Bounding-box rows
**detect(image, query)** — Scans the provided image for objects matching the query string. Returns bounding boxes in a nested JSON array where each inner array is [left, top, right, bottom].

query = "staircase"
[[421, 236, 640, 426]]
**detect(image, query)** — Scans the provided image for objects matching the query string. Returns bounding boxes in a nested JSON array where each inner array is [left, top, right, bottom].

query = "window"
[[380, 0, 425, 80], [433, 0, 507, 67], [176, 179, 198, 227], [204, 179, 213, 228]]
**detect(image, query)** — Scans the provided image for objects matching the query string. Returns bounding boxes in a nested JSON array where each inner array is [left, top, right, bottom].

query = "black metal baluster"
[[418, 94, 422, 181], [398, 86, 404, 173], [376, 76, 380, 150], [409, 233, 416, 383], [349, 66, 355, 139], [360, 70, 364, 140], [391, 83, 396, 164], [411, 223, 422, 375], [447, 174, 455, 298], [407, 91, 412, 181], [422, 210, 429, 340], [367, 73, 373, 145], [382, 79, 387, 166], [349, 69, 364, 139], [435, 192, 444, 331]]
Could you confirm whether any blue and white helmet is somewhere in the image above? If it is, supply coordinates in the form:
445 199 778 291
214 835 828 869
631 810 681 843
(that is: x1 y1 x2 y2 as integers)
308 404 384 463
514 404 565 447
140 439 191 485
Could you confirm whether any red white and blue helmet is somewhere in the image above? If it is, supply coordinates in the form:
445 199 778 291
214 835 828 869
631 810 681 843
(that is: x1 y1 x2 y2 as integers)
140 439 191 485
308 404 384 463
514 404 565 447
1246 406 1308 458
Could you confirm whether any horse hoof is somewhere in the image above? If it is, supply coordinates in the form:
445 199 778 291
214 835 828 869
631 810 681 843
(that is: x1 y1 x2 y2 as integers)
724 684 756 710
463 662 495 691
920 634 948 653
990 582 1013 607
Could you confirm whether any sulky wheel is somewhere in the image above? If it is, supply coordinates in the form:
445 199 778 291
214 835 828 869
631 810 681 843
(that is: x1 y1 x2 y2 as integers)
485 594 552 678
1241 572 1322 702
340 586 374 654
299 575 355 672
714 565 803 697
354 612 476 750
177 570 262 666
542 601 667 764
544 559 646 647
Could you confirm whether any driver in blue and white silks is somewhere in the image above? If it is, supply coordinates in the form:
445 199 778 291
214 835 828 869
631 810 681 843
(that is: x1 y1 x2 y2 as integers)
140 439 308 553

What is being asked:
Can you copy all of the rows above character for character, without changing anything?

Correct output:
**detect(image, query)** — Scans the provided image for objects matching the query string. Returns bounding boxes in a nested JSON array where each inner array is [left, top, right, bottom].

query = "staircase"
[[421, 236, 640, 426]]
**detect(image, query)** — Scans the provided image for objects matching the query string. Returns bounding boxes in a nested JSON array where each inner array is [left, top, right, bottom].

query = "window"
[[380, 0, 425, 80], [433, 0, 507, 67], [176, 179, 198, 227], [204, 179, 213, 228]]
**detect(image, query)** — Scans the provided image for objects matching the query string. Returns bounding boxes in a nested JSON array where each inner array is [left, top, right, bottom].

query = "black metal baluster"
[[418, 94, 422, 181], [398, 86, 404, 173], [376, 76, 380, 150], [409, 233, 416, 383], [349, 66, 355, 139], [360, 70, 364, 140], [391, 83, 396, 164], [411, 223, 422, 375], [447, 174, 455, 298], [407, 91, 412, 181], [422, 210, 429, 340], [367, 73, 373, 145], [382, 79, 387, 166], [349, 69, 364, 139], [435, 192, 444, 331]]
Could you confirm whether any blue and white helmet is somewhere in the image above? If it is, supply coordinates in the form:
445 199 778 291
214 835 828 869
631 810 681 843
(that is: x1 y1 x2 y2 as integers)
308 404 384 463
514 404 565 447
140 439 191 485
Could you confirm whether any red white and blue helmet is somewhere in the image above? If it is, supply coordinates in the form:
445 199 778 291
214 835 828 869
631 810 681 843
(that is: x1 y1 x2 y2 as integers)
140 439 191 485
308 404 384 463
514 404 565 447
1246 406 1308 458
Could you confirm whether any horse hoof is somewhere in the image above? If it is, supply coordinates in the form:
445 199 778 291
214 835 828 869
631 810 681 843
(that is: x1 y1 x2 y2 as integers)
724 684 756 710
463 662 495 691
920 634 948 653
990 582 1013 607
Could you confirm whether any sulky wheel is somewhere in the image above? If it is, supply coordinates in the form:
445 199 778 291
214 835 828 869
631 810 681 843
(that is: x1 y1 x2 y2 as integers)
485 594 552 678
1241 572 1322 702
340 586 374 654
299 575 355 672
714 565 803 697
354 612 476 750
177 570 262 666
542 601 667 764
544 559 646 647
Could you confirm whether any driver in blue and white silks is somewhere in the image above? If it is, supply coordinates in the form:
445 199 778 291
214 835 828 869
631 810 681 843
(that is: x1 y1 x2 y2 as integers)
140 439 308 553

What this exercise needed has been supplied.